Extract to read ▸
>>>

JUDGMENT K.L. Pandey, J. The questions referred to this Bench are: (i) Whether the appellant can sue for a declaration of his title on the strength of the registered lease deed dated 4 January 1947? (ii) Whether he can claim such a declaration even if he has not been in possession of the suit land? (iii) Whether the word 'possession' in the expression "who immediately before the date of vesting was in possession of any holding as an absolute occupancy tenant or an occupancy tenant" occurring in section 45(1) of the Madhya Pradesh Abolition of Proprietary Rights (Estates, Mahals, Alienated Lands) Act, 1950, means actual physical possession or merely a right to possession? The facts of this case, so far as they are necessary, may be briefly stated. One Krishna Chandra Sharma was the proprietor and landlord of village Kishangarh Bhatnora. He executed in favour of his brother-in-law, Beharilal (appellant), a registered patta dated 4 January 1947 without any premium and thereby granted to him occupancy right in respect of 91 acres of land of the village in return for Rs. 40 payable annually as rent. When the Madhya Pradesh Abolition of Proprietary Bights (Estates, Mahals, Alienated Lands) Act, 1950 (hereinafter called the Act), came into force, the Revenue Authorities refused to recognise the appellant as occupancy tenant of the land and treated it as vested in the State. Thereupon he instituted the suit, out of which this appeal arises, for a declaration that he was the occupancy tenant of the land. While the Court of first instance held that the patta dated 4 January 1947 was a fictitious and sham transaction, the lower appeal Court took the view that, since it was executed before 16 March 1950, its genuineness was not open to challenge. However, both the Courts below hold that the appellant was not in possession of the land and the lower appeal Court dismissed the suit on the ground that because the appellant was not in possession of the land immediately before the date of vesting, that is, 31 March 1951, he could not be regarded as an occupancy tenant within the meaning of section 45(1) of the Act.

<<<

Prompt A ▸ Return every line of the records below that contains the word "shirt".

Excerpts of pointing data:
>>>

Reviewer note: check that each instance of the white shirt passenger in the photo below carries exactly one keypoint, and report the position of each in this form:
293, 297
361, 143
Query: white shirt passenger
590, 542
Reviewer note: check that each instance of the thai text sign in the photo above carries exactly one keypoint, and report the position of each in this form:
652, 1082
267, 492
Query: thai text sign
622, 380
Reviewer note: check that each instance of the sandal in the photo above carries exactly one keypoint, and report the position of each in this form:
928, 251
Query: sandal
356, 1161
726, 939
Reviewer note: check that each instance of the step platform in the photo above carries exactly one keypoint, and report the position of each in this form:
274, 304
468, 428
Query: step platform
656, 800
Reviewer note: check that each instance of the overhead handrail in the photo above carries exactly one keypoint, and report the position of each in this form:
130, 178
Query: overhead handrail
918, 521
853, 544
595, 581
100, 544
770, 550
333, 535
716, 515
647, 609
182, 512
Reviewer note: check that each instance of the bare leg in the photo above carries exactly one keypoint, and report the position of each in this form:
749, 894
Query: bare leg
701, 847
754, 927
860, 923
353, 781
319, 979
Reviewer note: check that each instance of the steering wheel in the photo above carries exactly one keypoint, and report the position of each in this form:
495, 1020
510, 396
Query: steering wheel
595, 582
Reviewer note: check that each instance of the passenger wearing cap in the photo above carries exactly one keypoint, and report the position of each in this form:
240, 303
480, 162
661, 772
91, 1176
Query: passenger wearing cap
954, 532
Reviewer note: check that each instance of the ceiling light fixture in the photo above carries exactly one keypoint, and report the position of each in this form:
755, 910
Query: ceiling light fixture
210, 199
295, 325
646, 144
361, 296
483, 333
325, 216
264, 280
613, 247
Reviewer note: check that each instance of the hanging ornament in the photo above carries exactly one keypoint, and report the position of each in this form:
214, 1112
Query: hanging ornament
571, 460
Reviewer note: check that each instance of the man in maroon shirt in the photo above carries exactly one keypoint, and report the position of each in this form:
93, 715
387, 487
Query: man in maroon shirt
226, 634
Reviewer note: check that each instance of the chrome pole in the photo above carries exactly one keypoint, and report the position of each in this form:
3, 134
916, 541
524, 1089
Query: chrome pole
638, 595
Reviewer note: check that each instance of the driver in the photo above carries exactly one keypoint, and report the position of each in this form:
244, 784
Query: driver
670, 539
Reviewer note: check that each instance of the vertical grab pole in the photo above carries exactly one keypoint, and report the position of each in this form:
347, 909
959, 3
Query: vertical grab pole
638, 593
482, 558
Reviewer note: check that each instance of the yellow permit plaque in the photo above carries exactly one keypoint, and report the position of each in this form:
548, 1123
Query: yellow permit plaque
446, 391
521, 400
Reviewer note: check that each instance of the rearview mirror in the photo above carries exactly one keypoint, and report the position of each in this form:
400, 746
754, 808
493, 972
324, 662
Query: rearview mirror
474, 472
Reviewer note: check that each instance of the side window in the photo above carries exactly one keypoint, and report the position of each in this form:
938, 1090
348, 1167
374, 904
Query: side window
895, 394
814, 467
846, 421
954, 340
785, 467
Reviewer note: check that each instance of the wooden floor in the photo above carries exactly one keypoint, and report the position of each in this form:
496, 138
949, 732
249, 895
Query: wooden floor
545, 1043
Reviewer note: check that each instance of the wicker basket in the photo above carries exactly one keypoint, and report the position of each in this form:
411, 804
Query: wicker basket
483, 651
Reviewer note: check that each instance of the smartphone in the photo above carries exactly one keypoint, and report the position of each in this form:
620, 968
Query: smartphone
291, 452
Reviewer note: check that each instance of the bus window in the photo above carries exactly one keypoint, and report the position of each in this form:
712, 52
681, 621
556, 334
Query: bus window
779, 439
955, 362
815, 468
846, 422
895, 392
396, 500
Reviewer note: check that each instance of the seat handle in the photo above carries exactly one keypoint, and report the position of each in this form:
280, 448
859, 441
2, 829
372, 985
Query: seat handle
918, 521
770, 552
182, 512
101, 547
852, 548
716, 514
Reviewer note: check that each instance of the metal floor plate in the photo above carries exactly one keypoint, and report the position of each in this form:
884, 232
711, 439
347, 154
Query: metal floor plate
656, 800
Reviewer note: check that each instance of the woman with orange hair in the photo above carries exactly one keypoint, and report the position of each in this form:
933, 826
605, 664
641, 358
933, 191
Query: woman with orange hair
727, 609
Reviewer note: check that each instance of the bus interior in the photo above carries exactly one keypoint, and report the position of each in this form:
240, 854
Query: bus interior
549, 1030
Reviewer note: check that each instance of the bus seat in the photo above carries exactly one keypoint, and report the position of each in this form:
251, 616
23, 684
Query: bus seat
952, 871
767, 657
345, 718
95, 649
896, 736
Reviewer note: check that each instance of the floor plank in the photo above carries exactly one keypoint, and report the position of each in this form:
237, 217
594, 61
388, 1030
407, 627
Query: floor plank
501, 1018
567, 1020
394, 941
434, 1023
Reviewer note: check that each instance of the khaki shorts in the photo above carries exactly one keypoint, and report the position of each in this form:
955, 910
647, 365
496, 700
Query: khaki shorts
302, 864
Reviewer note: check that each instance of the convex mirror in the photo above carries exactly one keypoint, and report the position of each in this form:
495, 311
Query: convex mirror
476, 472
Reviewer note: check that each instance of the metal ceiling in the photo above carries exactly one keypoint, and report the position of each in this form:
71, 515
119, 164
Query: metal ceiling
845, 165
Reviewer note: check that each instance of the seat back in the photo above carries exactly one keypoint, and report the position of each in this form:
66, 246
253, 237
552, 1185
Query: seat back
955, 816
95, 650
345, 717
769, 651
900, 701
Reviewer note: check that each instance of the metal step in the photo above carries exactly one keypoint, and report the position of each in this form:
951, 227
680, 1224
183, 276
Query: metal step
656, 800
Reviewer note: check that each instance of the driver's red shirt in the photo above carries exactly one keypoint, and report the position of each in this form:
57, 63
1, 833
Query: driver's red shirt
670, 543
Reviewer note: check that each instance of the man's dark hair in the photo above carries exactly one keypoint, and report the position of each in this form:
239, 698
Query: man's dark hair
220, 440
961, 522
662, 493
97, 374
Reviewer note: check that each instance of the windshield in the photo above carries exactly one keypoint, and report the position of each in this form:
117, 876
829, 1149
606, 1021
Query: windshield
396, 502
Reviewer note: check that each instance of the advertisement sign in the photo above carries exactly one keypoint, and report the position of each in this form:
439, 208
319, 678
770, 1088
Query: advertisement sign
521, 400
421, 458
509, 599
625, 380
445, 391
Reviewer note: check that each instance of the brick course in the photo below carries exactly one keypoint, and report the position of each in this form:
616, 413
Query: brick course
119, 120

<<<

Prompt B ▸ Reproduce the entire court judgment above word for word.

Worked solution A ▸
Reviewer note: check that each instance of the white shirt passenger in the photo below carries exactly one keypoint, and report the position of each in this form:
Query: white shirt passenger
Reviewer note: check that each instance of the man in maroon shirt in the photo above carries exactly one keypoint, and report the position of each in this form:
Query: man in maroon shirt
Reviewer note: check that each instance of the driver's red shirt in the photo above carries exactly one keypoint, and report the position of each in this form:
Query: driver's red shirt

Worked solution B ▸
JUDGMENT K.L. Pandey, J. The questions referred to this Bench are: (i) Whether the appellant can sue for a declaration of his title on the strength of the registered lease deed dated 4 January 1947? (ii) Whether he can claim such a declaration even if he has not been in possession of the suit land? (iii) Whether the word 'possession' in the expression "who immediately before the date of vesting was in possession of any holding as an absolute occupancy tenant or an occupancy tenant" occurring in section 45(1) of the Madhya Pradesh Abolition of Proprietary Rights (Estates, Mahals, Alienated Lands) Act, 1950, means actual physical possession or merely a right to possession? The facts of this case, so far as they are necessary, may be briefly stated. One Krishna Chandra Sharma was the proprietor and landlord of village Kishangarh Bhatnora. He executed in favour of his brother-in-law, Beharilal (appellant), a registered patta dated 4 January 1947 without any premium and thereby granted to him occupancy right in respect of 91 acres of land of the village in return for Rs. 40 payable annually as rent. When the Madhya Pradesh Abolition of Proprietary Bights (Estates, Mahals, Alienated Lands) Act, 1950 (hereinafter called the Act), came into force, the Revenue Authorities refused to recognise the appellant as occupancy tenant of the land and treated it as vested in the State. Thereupon he instituted the suit, out of which this appeal arises, for a declaration that he was the occupancy tenant of the land. While the Court of first instance held that the patta dated 4 January 1947 was a fictitious and sham transaction, the lower appeal Court took the view that, since it was executed before 16 March 1950, its genuineness was not open to challenge. However, both the Courts below hold that the appellant was not in possession of the land and the lower appeal Court dismissed the suit on the ground that because the appellant was not in possession of the land immediately before the date of vesting, that is, 31 March 1951, he could not be regarded as an occupancy tenant within the meaning of section 45(1) of the Act.